Return every row below verbatim, leaving the pictures out of your answer.
>> Start EXERCISE INPUTS
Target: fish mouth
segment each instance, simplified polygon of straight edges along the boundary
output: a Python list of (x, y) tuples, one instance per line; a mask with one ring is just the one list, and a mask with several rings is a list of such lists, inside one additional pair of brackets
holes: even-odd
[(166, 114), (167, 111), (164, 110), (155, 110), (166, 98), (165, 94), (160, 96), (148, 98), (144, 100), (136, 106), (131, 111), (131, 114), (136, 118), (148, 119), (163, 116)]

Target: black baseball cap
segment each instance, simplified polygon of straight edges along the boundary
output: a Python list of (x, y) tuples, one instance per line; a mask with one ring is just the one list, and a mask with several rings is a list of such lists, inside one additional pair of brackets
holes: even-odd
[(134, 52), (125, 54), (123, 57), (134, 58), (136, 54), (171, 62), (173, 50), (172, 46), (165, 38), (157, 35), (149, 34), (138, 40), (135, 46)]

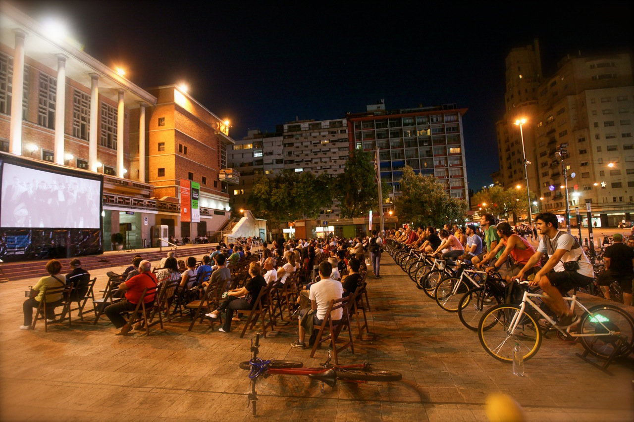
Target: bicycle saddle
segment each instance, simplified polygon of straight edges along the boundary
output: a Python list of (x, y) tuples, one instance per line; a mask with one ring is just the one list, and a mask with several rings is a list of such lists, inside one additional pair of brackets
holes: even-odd
[(337, 383), (337, 373), (333, 369), (327, 369), (318, 374), (308, 374), (308, 378), (321, 381), (328, 384), (329, 387), (335, 387)]

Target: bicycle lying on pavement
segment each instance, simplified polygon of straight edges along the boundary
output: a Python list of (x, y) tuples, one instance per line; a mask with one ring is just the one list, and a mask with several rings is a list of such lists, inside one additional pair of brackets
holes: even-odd
[[(527, 284), (522, 281), (521, 284)], [(607, 366), (616, 358), (627, 356), (634, 347), (634, 319), (626, 311), (613, 305), (597, 305), (588, 309), (577, 299), (576, 290), (571, 297), (564, 297), (570, 302), (571, 310), (578, 305), (583, 314), (576, 325), (562, 328), (558, 326), (541, 307), (531, 298), (543, 298), (543, 295), (524, 292), (519, 305), (503, 304), (486, 310), (478, 324), (480, 343), (487, 353), (501, 362), (513, 361), (516, 345), (524, 354), (524, 359), (531, 359), (540, 350), (543, 335), (538, 324), (543, 318), (564, 336), (578, 338), (586, 351), (577, 355), (607, 373)], [(607, 359), (602, 366), (586, 359), (588, 354)]]
[(332, 365), (330, 364), (330, 352), (328, 359), (320, 366), (316, 368), (303, 368), (304, 364), (295, 361), (263, 360), (257, 357), (259, 352), (260, 334), (256, 335), (256, 343), (251, 340), (252, 357), (249, 361), (241, 362), (240, 369), (249, 369), (249, 378), (251, 380), (251, 390), (248, 400), (252, 406), (253, 415), (256, 415), (257, 394), (256, 392), (256, 381), (260, 376), (268, 378), (270, 375), (300, 375), (321, 382), (323, 385), (334, 387), (337, 380), (353, 383), (363, 383), (368, 381), (400, 381), (403, 376), (394, 371), (384, 371), (374, 369), (367, 362), (354, 365)]

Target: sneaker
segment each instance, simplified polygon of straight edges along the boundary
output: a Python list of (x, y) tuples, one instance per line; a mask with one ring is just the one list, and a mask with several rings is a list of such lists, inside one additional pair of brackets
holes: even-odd
[(574, 325), (578, 322), (578, 315), (564, 315), (559, 318), (559, 321), (557, 321), (556, 325), (559, 328), (567, 328), (568, 327)]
>> End EXERCISE INPUTS
_SOLUTION TO THIS TASK_.
Target: fish mouth
segment each instance, simplified polygon of straight edges along the boundary
output: a Python list of (x, y) tuples, one instance per line; a mask with one ring is just the one list, and a mask with several rings is a list of such lists, inside one additional pair of brackets
holes: even-odd
[(166, 114), (167, 111), (164, 110), (155, 110), (166, 98), (165, 94), (160, 96), (148, 98), (144, 100), (136, 106), (131, 111), (131, 114), (136, 118), (148, 119), (163, 116)]

Target: black baseball cap
segment each instance, simplified polygon of straight edges along the boundary
output: a Python list of (x, y) tuples, one instance per line; a mask with one ring is just the one list, and a mask with several rings is a list of such lists, inside one additional pair of brackets
holes: even-odd
[(134, 52), (125, 54), (123, 57), (134, 58), (136, 54), (171, 62), (173, 50), (172, 46), (165, 38), (157, 35), (149, 34), (138, 40), (135, 46)]

Target: bicycle saddle
segment each instance, simplified polygon of straight edges along the boundary
output: a Python list of (x, y) tuples, one instance per line; a mask with one ring is just the one list, and a mask with several rings is a list of such lists, inside one additional pair of brackets
holes: even-odd
[(337, 383), (337, 373), (333, 369), (327, 369), (318, 374), (308, 374), (308, 378), (321, 381), (328, 384), (329, 387), (335, 387)]

Target: bicycle lying on pavement
segment each instance, simplified polygon of straight edges along the boundary
output: a Python list of (x, y) tuples, one instance per line; a mask with one ring is just the one list, and a mask with several rings is a list of such lists, inside one additional pair of brackets
holes: even-odd
[[(527, 284), (522, 281), (521, 284)], [(607, 366), (616, 358), (627, 356), (634, 347), (634, 319), (626, 311), (613, 305), (597, 305), (588, 309), (577, 299), (576, 290), (571, 297), (564, 297), (570, 302), (571, 310), (578, 305), (583, 314), (576, 325), (562, 328), (558, 326), (541, 307), (531, 298), (543, 298), (543, 295), (524, 292), (519, 305), (503, 304), (486, 310), (478, 324), (480, 343), (487, 353), (501, 362), (513, 361), (516, 345), (524, 354), (524, 359), (531, 359), (540, 350), (543, 335), (538, 324), (543, 318), (564, 336), (578, 338), (586, 351), (577, 355), (607, 373)], [(607, 359), (602, 366), (586, 359), (588, 354)]]
[(332, 365), (330, 364), (330, 352), (328, 359), (320, 366), (316, 368), (303, 368), (304, 364), (295, 361), (263, 360), (257, 357), (259, 352), (260, 334), (256, 335), (256, 343), (251, 340), (252, 357), (249, 361), (241, 362), (240, 369), (249, 369), (249, 378), (251, 380), (251, 390), (248, 400), (252, 406), (253, 415), (256, 415), (257, 394), (256, 392), (256, 381), (260, 376), (268, 378), (270, 375), (300, 375), (321, 382), (323, 385), (334, 387), (337, 380), (353, 383), (363, 383), (368, 381), (400, 381), (403, 376), (394, 371), (384, 371), (374, 369), (367, 362), (354, 365)]

Target: sneaker
segment each instance, simplified polygon of straight edges along the boundary
output: a Python list of (x, y) tuples, one instance per line; a mask with one ring is just the one list, and a mask with several rings is a list of such lists, inside one additional pair of brackets
holes: even-odd
[(574, 325), (578, 322), (578, 315), (564, 315), (559, 318), (559, 321), (557, 321), (556, 325), (559, 328), (567, 328), (568, 327)]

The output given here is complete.